=== Section Start ===

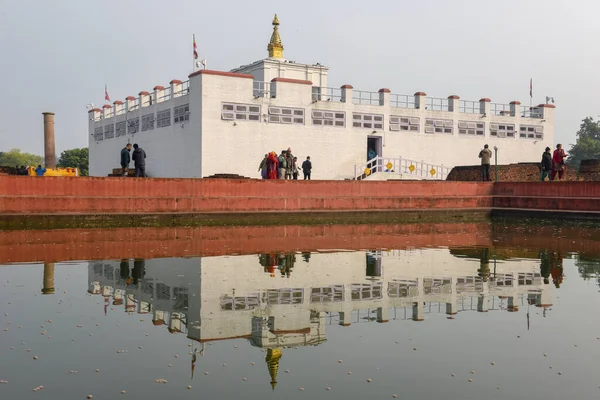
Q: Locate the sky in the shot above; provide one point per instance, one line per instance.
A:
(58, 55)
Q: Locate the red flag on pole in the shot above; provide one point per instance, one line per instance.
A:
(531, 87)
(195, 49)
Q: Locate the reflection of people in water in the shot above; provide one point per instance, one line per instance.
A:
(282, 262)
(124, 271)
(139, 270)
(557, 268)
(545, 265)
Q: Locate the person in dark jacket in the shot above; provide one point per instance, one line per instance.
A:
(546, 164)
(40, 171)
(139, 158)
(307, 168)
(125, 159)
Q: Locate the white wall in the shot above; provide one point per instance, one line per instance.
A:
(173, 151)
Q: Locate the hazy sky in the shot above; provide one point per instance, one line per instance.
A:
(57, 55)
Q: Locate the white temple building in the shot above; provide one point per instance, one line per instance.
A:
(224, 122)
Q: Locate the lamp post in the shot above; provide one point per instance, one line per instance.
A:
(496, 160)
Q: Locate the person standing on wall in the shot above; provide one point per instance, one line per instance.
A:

=== Section End ===

#### [PROBLEM DETAILS]
Copy each line of the records above that carries the word "instance".

#### [OUTPUT FOR THIS TASK]
Q: Locate the sky in the shot above; provide one point per instance, one line per instance.
Q: Locate the red flag on pole in the shot above; provide one point per instance, one line per instance.
Q: Locate the reflection of people in water in the shot above; provide one point per instance, one line per instance.
Q: Locate the person in dark jacket in the shot above; provide one point per instance, one line per instance.
Q: Locate the white wall in the shot above; provide one point per instance, one line per instance.
Q: Locate the hazy sky in the shot above; provide one point per instance, one line per instance.
Q: Locate the white temple building in the shot above; provide one point per instance, one line per instance.
Q: Locate the lamp post in the shot above; provide one point per instance, one line per instance.
Q: Locate the person standing on wall in the shot above; provide one point per instance, one line per instance.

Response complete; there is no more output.